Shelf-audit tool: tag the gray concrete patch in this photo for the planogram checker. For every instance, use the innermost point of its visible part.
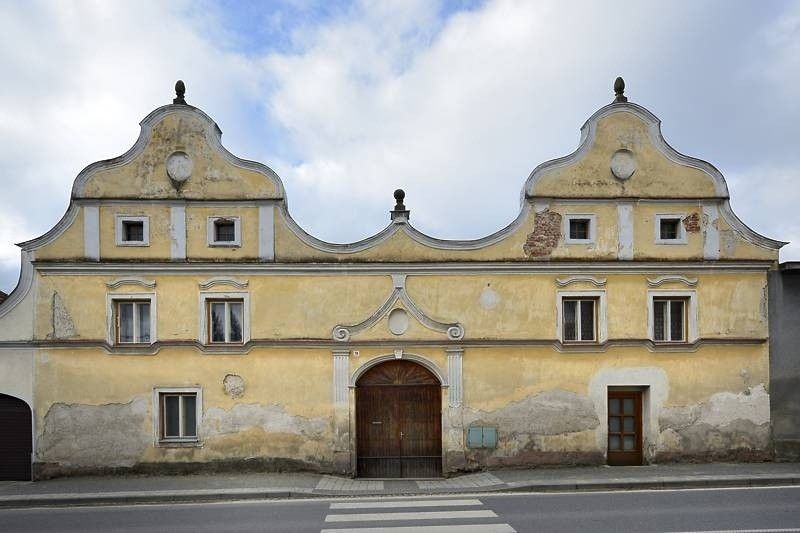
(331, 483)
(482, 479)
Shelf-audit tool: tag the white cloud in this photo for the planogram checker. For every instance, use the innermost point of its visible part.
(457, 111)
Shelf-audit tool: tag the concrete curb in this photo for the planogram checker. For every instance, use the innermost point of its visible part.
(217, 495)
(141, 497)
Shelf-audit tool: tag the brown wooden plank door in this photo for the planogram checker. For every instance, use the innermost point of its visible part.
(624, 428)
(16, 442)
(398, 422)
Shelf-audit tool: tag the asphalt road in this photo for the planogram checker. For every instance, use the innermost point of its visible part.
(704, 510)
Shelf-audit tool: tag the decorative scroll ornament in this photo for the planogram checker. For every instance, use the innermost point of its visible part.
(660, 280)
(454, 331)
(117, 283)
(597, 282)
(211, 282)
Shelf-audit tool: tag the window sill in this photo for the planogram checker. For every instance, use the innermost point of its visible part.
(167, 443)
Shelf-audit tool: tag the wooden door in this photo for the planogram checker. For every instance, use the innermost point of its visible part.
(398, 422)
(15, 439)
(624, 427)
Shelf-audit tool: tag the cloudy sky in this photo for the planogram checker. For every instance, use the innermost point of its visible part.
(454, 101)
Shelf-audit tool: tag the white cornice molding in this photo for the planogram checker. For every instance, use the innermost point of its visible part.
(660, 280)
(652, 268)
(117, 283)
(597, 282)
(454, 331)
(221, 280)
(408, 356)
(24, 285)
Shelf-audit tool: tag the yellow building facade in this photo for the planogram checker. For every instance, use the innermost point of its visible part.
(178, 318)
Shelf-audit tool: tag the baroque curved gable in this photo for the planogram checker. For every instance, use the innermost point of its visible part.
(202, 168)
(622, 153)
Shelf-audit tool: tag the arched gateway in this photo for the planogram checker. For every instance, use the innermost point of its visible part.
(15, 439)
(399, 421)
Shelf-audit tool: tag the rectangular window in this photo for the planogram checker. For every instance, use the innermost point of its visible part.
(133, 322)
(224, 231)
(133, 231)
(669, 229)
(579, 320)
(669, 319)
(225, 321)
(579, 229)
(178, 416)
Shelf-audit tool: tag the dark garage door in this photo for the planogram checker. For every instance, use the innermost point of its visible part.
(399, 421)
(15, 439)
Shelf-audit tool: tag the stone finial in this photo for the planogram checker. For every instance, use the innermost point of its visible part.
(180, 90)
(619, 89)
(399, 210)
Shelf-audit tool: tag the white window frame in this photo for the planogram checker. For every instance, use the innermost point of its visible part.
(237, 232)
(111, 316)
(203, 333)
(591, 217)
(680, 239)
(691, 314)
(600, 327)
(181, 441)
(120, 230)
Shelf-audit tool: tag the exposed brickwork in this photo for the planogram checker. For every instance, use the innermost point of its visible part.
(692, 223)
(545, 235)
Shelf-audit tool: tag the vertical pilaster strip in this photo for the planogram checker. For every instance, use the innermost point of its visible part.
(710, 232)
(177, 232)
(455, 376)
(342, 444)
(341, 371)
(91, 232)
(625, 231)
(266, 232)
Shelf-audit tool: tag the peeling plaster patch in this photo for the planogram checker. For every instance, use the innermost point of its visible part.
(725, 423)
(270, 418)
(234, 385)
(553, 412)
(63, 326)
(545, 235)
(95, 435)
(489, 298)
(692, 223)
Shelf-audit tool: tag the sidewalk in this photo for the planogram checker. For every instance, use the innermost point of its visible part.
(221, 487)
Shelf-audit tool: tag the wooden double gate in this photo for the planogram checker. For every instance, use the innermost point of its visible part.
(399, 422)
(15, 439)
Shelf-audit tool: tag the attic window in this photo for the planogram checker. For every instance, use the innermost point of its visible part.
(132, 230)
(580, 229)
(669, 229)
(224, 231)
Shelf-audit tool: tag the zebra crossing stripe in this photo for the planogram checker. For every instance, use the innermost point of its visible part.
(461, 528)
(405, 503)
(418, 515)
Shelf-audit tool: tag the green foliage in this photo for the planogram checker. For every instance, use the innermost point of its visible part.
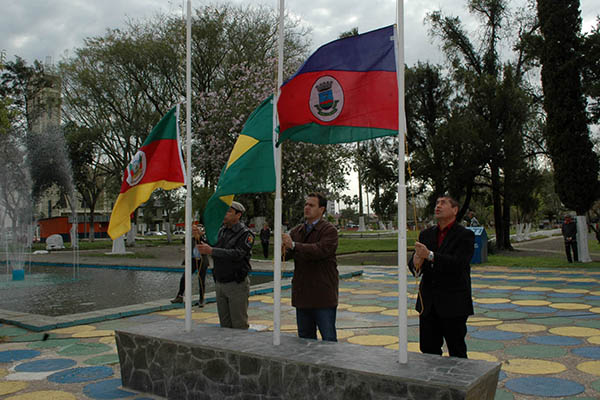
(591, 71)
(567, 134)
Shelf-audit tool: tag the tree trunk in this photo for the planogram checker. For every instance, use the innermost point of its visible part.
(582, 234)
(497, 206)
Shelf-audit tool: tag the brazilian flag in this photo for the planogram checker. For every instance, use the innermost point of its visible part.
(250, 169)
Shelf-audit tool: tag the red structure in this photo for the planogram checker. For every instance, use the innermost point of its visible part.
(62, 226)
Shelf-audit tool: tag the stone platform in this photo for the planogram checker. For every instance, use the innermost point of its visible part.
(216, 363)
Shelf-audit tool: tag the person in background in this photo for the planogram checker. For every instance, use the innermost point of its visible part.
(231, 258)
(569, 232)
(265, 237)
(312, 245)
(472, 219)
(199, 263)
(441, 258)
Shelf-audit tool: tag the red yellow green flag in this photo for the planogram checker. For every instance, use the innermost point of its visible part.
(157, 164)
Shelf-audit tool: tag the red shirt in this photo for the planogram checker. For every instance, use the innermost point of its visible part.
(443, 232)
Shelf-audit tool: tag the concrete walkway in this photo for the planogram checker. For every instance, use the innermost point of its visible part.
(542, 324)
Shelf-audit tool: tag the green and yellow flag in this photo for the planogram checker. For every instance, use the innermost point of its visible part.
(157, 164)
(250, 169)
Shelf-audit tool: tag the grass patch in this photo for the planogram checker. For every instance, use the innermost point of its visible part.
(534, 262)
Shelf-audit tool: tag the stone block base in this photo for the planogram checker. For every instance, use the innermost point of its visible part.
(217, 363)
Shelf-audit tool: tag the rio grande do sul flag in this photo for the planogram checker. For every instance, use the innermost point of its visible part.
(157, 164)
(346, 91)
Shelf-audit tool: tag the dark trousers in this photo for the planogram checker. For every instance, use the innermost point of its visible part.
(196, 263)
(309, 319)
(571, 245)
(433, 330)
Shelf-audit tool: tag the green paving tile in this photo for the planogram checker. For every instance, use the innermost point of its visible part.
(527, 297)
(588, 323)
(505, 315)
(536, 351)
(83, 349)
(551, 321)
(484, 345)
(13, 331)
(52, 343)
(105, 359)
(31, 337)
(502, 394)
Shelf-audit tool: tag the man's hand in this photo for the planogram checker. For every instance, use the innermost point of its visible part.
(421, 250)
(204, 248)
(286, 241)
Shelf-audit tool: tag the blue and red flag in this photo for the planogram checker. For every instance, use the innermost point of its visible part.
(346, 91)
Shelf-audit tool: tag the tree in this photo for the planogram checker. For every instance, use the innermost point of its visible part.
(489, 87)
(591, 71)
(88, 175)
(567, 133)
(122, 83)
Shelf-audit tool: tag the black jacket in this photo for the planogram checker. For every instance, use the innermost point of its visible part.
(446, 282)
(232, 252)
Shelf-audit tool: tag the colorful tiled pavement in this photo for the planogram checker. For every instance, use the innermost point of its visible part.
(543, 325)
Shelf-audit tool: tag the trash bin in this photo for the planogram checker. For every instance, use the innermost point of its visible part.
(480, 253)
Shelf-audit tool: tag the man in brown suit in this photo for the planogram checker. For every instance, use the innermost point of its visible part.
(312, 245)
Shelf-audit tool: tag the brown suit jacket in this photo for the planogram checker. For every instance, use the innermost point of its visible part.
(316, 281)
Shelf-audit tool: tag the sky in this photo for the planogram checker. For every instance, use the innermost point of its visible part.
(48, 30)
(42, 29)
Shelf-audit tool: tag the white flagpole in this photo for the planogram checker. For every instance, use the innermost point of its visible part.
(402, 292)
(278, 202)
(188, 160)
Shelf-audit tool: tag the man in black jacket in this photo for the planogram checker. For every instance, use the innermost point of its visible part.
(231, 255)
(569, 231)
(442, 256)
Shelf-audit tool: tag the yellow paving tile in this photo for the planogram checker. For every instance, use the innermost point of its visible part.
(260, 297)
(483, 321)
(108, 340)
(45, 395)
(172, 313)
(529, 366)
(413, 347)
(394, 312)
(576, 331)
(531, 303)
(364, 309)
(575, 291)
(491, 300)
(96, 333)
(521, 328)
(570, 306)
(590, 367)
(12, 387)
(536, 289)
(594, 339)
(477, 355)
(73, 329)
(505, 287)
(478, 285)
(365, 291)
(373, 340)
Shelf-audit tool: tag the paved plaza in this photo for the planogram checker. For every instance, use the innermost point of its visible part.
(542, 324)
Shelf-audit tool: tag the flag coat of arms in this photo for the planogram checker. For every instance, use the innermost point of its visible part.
====
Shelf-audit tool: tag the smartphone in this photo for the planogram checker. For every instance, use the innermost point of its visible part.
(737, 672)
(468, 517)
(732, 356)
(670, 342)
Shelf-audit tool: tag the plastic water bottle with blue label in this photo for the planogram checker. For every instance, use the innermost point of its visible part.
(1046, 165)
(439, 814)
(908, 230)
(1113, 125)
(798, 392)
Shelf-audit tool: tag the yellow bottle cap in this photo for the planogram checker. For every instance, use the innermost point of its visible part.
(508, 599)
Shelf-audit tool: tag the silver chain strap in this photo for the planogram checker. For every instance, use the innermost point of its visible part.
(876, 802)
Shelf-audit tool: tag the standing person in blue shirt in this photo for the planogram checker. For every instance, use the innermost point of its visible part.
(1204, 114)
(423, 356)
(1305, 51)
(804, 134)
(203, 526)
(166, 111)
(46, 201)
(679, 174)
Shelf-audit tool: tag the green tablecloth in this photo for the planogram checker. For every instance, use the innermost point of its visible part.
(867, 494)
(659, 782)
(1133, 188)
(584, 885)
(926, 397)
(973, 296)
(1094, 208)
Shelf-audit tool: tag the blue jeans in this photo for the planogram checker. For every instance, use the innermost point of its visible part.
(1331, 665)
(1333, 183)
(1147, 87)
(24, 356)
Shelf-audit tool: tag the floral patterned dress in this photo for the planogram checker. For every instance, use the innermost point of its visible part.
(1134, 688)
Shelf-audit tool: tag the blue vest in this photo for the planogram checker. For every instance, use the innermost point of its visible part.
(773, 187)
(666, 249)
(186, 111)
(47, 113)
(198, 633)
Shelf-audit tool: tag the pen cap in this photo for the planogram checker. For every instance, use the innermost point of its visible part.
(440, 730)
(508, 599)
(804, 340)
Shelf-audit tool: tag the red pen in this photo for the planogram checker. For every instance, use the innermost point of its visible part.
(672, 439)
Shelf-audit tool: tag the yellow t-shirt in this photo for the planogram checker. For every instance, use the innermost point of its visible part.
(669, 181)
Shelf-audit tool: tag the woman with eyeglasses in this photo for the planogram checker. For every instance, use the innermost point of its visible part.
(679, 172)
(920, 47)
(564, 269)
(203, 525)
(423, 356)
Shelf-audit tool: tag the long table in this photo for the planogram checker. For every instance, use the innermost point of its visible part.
====
### Your instructions
Copy the records above, starting at the line containing "Shelf-audit tool: tag the paved" and ending at the line containing "Shelf-audit tool: tag the flag", with both of those lines included and every text line kept unchanged. Shift each point coordinate by adding 50 to both of its numbers.

### Response to the task
Shelf-audit tool: tag the paved plaza in this photo for the planogram checker. For every instance, use the innermost point of its visible part.
(592, 374)
Shelf-audit tool: tag the flag coat of arms in this photo for the planogram checker. For every instance, use the innermost point of its visible part.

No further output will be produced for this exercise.